• Aim of the task: Please write out the material that follows, exactly as it stands.

• Recorded data:

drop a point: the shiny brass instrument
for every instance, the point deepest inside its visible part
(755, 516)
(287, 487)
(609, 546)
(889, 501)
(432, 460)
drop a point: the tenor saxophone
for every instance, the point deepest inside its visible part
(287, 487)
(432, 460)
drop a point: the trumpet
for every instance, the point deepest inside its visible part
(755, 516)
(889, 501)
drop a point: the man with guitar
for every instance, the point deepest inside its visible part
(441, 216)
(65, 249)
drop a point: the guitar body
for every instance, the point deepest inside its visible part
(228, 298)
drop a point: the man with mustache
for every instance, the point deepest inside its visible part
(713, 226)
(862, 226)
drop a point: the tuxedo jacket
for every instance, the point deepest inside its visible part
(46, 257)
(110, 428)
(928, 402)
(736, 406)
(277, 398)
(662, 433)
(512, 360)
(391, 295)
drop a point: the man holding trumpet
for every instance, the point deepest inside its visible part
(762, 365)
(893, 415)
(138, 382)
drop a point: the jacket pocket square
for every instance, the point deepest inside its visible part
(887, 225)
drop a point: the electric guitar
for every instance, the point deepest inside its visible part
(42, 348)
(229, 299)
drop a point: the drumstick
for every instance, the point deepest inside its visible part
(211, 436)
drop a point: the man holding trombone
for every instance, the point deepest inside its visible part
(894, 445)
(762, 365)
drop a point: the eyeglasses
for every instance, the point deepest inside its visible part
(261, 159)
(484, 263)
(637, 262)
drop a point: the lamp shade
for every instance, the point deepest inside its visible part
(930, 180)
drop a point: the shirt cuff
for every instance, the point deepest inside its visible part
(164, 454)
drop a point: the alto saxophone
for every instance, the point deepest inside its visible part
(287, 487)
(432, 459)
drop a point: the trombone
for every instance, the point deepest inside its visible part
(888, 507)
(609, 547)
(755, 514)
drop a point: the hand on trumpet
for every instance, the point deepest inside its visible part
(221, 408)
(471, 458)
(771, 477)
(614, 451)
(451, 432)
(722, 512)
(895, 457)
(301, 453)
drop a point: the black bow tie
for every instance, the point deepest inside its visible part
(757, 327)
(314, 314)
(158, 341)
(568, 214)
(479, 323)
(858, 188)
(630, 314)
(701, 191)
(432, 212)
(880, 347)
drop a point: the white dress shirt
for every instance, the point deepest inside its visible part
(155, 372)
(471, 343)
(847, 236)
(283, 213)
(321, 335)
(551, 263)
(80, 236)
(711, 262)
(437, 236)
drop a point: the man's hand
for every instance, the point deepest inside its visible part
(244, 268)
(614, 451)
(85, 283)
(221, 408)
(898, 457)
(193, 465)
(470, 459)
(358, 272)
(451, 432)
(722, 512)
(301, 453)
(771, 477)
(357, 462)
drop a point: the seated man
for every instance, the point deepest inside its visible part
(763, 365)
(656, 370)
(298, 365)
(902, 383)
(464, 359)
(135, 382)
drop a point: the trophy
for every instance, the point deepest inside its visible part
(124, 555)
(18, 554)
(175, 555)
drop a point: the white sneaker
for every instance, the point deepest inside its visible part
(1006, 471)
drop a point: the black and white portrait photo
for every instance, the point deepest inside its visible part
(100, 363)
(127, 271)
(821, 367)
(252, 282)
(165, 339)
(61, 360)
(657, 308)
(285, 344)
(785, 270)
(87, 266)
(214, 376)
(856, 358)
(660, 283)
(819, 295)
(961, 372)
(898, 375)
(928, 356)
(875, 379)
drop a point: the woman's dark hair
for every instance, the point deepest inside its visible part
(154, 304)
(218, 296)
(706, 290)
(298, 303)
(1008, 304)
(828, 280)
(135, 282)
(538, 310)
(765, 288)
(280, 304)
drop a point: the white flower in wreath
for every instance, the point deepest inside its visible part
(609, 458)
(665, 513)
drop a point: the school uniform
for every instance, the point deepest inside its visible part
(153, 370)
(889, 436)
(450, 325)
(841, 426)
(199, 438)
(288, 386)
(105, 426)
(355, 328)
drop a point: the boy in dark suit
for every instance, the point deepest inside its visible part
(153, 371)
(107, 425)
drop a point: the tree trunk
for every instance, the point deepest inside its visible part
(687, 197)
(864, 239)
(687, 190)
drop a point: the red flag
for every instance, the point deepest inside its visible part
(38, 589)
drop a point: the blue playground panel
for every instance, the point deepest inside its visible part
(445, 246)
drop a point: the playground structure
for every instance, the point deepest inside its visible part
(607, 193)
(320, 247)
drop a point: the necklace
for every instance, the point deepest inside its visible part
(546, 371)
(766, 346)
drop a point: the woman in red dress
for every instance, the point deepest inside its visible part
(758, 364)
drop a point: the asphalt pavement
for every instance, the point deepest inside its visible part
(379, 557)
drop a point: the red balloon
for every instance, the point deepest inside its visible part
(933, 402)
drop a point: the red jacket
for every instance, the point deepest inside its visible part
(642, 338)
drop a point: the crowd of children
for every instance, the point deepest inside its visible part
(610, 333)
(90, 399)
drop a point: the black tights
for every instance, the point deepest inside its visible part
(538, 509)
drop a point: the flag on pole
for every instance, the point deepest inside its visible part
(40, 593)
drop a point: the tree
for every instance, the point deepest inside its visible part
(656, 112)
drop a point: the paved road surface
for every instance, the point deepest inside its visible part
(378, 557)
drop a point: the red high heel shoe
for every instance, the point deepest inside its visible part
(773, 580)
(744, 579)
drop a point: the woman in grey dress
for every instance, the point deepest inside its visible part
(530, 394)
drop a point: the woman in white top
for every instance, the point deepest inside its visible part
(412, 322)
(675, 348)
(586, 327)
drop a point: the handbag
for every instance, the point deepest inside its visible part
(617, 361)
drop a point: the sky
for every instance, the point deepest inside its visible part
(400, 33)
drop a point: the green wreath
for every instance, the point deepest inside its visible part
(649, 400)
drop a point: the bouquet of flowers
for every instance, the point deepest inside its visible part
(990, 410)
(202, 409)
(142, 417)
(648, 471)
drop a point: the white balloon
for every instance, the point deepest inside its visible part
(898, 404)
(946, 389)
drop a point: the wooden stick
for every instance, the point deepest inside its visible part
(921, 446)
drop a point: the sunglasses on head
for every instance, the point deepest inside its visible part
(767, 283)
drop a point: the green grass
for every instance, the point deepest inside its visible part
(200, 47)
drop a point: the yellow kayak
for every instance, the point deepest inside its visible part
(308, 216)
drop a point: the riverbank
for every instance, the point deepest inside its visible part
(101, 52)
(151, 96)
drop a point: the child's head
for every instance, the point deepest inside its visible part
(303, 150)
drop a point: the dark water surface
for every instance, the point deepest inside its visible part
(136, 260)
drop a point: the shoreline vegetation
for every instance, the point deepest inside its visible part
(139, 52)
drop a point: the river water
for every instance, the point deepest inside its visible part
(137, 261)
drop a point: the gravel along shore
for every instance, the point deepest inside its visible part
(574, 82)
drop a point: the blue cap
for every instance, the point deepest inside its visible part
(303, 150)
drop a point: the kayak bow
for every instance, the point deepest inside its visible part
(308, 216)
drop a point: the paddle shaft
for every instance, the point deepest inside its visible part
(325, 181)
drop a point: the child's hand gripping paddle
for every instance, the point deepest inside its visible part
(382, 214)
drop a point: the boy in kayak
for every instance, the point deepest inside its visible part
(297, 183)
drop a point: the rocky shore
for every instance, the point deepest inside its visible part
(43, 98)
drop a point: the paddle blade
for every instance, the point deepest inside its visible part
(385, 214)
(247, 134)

• Exercise solution:
drop a point: the shiny brass instrument
for every instance, the point deepest inside its visible part
(755, 516)
(287, 487)
(609, 546)
(889, 501)
(432, 460)
drop a point: the tenor saxophone
for every instance, the point deepest inside its visible part
(287, 487)
(432, 460)
drop a point: the trumpet
for every instance, the point deepest inside its visible part
(755, 516)
(889, 501)
drop a point: the man with guitar
for every instance, the point deepest inside its visible part
(441, 216)
(65, 249)
drop a point: the guitar body
for every instance, the point deepest inside its visible part
(228, 298)
drop a point: the man with mustache
for every instance, the point deepest inside its visible part
(713, 226)
(862, 226)
drop a point: the tuxedo jacket
for every instance, the point deepest inside its visible part
(46, 257)
(110, 428)
(928, 402)
(736, 406)
(277, 398)
(662, 433)
(512, 360)
(391, 295)
drop a point: the man holding trumpet
for every instance, the point deepest inside its visible part
(762, 365)
(893, 415)
(138, 382)
drop a point: the jacket pocket square
for every instance, the point deepest inside its visible part
(887, 225)
drop a point: the electric guitar
for every instance, the point deepest inside its visible part
(42, 348)
(229, 299)
drop a point: the drumstick
for every instance, the point deepest inside its visible part
(211, 436)
drop a point: the man holding trombone
for every instance, the point deepest inside its visible part
(894, 445)
(762, 365)
drop a point: the eyeglasses
for every instance, the point deepest inside its visible part
(261, 159)
(484, 263)
(637, 262)
drop a point: the lamp shade
for every instance, the point deepest inside its visible part
(930, 180)
drop a point: the shirt cuff
for every instance, the point deepest inside its visible part
(164, 454)
drop a point: the alto saxophone
for every instance, the point deepest inside its visible part
(287, 487)
(432, 459)
drop a point: the trombone
for every instance, the point deepest inside its visible part
(888, 507)
(609, 547)
(755, 514)
drop a point: the hand on trumpet
for every instance, the point deepest inside its visible part
(221, 408)
(471, 458)
(771, 477)
(614, 451)
(451, 432)
(722, 512)
(895, 457)
(301, 453)
drop a point: the black bow tie
for every instance, the point deepest inside its visible part
(757, 327)
(314, 314)
(158, 341)
(568, 214)
(479, 323)
(858, 188)
(630, 314)
(701, 191)
(432, 212)
(880, 347)
drop a point: the white dress shirt
for every instance, the point deepest inside its visible part
(155, 372)
(471, 343)
(847, 236)
(283, 213)
(321, 335)
(551, 263)
(80, 236)
(711, 262)
(437, 236)
drop a point: the man's hand
for every instance, the point deepest inside its visible part
(244, 268)
(614, 451)
(85, 283)
(221, 408)
(898, 457)
(193, 465)
(470, 459)
(358, 272)
(451, 432)
(722, 512)
(301, 453)
(771, 477)
(357, 462)
drop a point: the seated man
for every instance, the point deepest inside its visible part
(763, 365)
(656, 370)
(298, 365)
(902, 383)
(464, 359)
(135, 382)
drop a point: the trophy
for every instance, the point deepest inside its visible part
(124, 555)
(18, 554)
(175, 555)
drop a point: the white sneaker
for every instance, the point deepest inside its visible part
(1006, 471)
drop a point: the black and white portrait photo
for every instance, the point deepest inside its visible part
(100, 363)
(127, 271)
(821, 367)
(252, 282)
(165, 339)
(61, 360)
(657, 308)
(285, 344)
(785, 270)
(87, 266)
(214, 376)
(856, 358)
(660, 283)
(819, 295)
(961, 372)
(898, 375)
(928, 356)
(875, 379)
drop a point: the woman's dark hair
for every instance, the point deepest inside its visible part
(154, 304)
(218, 296)
(706, 290)
(298, 303)
(1008, 304)
(828, 280)
(135, 282)
(538, 310)
(765, 288)
(280, 304)
drop a point: the white flower in wreath
for every instance, the point deepest inside its visible part
(609, 458)
(665, 513)
drop a point: the school uniform
for every instance, the point deepest inside its visible part
(153, 370)
(889, 436)
(450, 325)
(841, 426)
(199, 438)
(288, 386)
(105, 426)
(355, 328)
drop a point: the boy in dark suit
for every instance, the point deepest inside its visible part
(153, 371)
(107, 425)
drop a point: the tree trunk
for every instance, the point deepest inside its visible part
(687, 197)
(864, 239)
(687, 190)
drop a point: the red flag
for every instance, the point deepest inside its visible part
(38, 589)
drop a point: the blue playground panel
for every instance, the point deepest inside its visible part
(445, 246)
drop a point: the playground structure
for every instance, the point deepest inside its visible part
(607, 193)
(320, 247)
drop a point: the necklace
for every instance, the point deepest inside its visible part
(546, 371)
(766, 346)
drop a point: the woman in red dress
for every instance, the point deepest inside its visible part
(758, 364)
drop a point: the asphalt pavement
for every instance, the point deepest inside its visible part
(379, 557)
drop a point: the red balloon
for every instance, the point deepest inside its visible part
(933, 402)
drop a point: the red jacket
for every instance, the point deepest inside its visible part
(642, 338)
drop a point: the crowd of children
for every instance, the point deepest inside its visible part
(610, 333)
(90, 399)
drop a point: the black tights
for every instance, the point deepest inside its visible part
(538, 509)
drop a point: the flag on pole
for every instance, the point deepest inside its visible part
(40, 593)
drop a point: the tree
for every instance, the point deepest inside its visible part
(656, 112)
drop a point: the paved road surface
for every instance, the point deepest inside its visible part
(378, 557)
drop a point: the red high heel shoe
for every instance, the point deepest inside its visible part
(773, 580)
(744, 579)
drop a point: the woman in grey dress
for every instance, the point deepest inside its visible part
(530, 394)
drop a point: the woman in white top
for every instance, the point deepest inside its visible part
(412, 322)
(675, 348)
(586, 327)
drop a point: the handbag
for every instance, the point deepest inside its visible part
(617, 361)
drop a point: the sky
for every instance, the point deepest inside its visible part
(400, 33)
drop a point: the green wreath
for every instance, the point deepest inside its visible part
(649, 400)
drop a point: the bouquet of flowers
for every instance, the point deepest inside its visible part
(990, 410)
(202, 409)
(142, 417)
(648, 471)
drop a point: the white balloon
for every instance, the point deepest inside its visible part
(898, 404)
(946, 389)
drop a point: the wooden stick
for every instance, the point deepest inside its visible part
(921, 446)
drop a point: the sunglasses on head
for every instance, the point deepest inside its visible part
(767, 283)
drop a point: the green grass
for every instance, the point deepest inside its visible part
(200, 47)
drop a point: the yellow kayak
for every instance, the point deepest inside its visible part
(308, 216)
drop a point: the riverbank
for every instance, the point deepest inside its visible part
(101, 52)
(151, 96)
drop a point: the child's head
for every instance, the point deepest inside its visible part
(303, 150)
drop a point: the dark water surface
for every instance, the point deepest inside its visible part
(136, 260)
drop a point: the shoreline vegetation
for every instance, the point deepest inside its visible part
(139, 52)
drop a point: the river water
for every instance, the point deepest inside its visible part
(137, 261)
drop a point: the gravel along shore
for every instance, the point deepest inside its visible part
(574, 82)
drop a point: the blue cap
for every instance, the point deepest inside its visible part
(303, 150)
drop a point: the kayak bow
for every instance, the point deepest inside its visible part
(308, 216)
drop a point: the paddle shaft
for every instance, the point deepest inside its visible part
(325, 181)
drop a point: the child's hand gripping paddle
for every instance, the point deepest inside its visible part
(382, 214)
drop a point: the boy in kayak
for every instance, the point deepest inside its visible part
(297, 183)
drop a point: the rocky shore
for every instance, the point deepest inside its visible part
(43, 98)
drop a point: the paddle blade
for every instance, the point deepest inside its visible part
(385, 214)
(247, 134)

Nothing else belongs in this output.